◆ SOURCE PASSAGE:
((
Gardasil targets four strains of human papillomavirus, commonly called HPV. The vaccine already has FDA approval for use in females ages 9 to 26. But HPV isn't restricted to girls and women.
Males can carry HPV and transmit it sexually to their partners. HPV can also cause genital warts and penile and anal cancer in men. Those cancers are rarer than cervical cancer, which HPV can cause in women.
Gardasil is up for FDA consideration only as a way to prevent genital warts, not to prevent cancer or to curb transmission of the HPV virus to women.
The FDA advisory committee will review three studies of Gardasil that together included more than 5,000 males ages 9 to 26 in various countries including the U.S. Participants got three shots of either Gardasil or a placebo over six months. They also got checkups and tests for HPV infection.
Gardasil was 89% effective in preventing genital warts. The vaccine was less effective in participants who had already been exposed to HPV.
No serious side effects were seen, according to information posted on the FDA's web site.
The most commonly reported adverse events were fever and headache. Injection site reactions were more common with Gardasil than with the placebo. Most of those reactions were mild to moderate in intensity, Gardasil's maker, the drug company Merck, states in a document posted on the FDA's web site.
))
◆ EXERCISE TASKS:
**1)** Quote the Gardasil text word for word, starting with "Gardasil is up" and going on through "for HPV infection.".
**2)** Continue the text on the Gardasil vaccine for males from the point where it stops.
The records that follow are taken from a separate source and have no connection to the Gardasil text.

◆ INFORMATION:
((
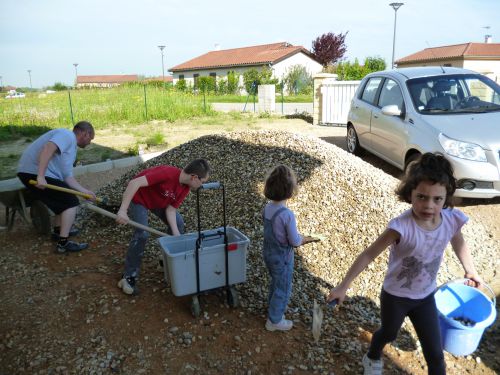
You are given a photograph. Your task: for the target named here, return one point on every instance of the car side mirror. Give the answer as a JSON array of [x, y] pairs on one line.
[[391, 110]]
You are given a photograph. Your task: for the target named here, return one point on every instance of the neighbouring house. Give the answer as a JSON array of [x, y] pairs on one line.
[[279, 57], [483, 58], [168, 79], [105, 80]]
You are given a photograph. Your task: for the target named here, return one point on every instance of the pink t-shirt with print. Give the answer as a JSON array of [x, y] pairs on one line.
[[414, 261]]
))
◆ SOLVED PROBLEMS:
**1)**
Gardasil is up for FDA consideration only as a way to prevent genital warts, not to prevent cancer or to curb transmission of the HPV virus to women.
The FDA advisory committee will review three studies of Gardasil that together included more than 5,000 males ages 9 to 26 in various countries including the U.S. Participants got three shots of either Gardasil or a placebo over six months. They also got checkups and tests for HPV infection.

**2)**
Gardasil is licensed for use in males in many countries, and there haven't been any red flags raised about the vaccine's safety in the limited number of international safety reports that have been done, FDA documents state. But those FDA documents say that post-marketing surveillance and studies will be "essential" if Gardasil is approved for males. Merck's post-marketing plans will be discussed at Wednesday's meeting.
There wasn't enough data to assess Gardasil for preventing other conditions since those conditions were so rare, the FDA notes.
The FDA advisory committee doesn't have the final word on approving Gardasil for boys; that's the FDA's job. The FDA often follows the recommendations of its advisory committees, but it isn't required to do so.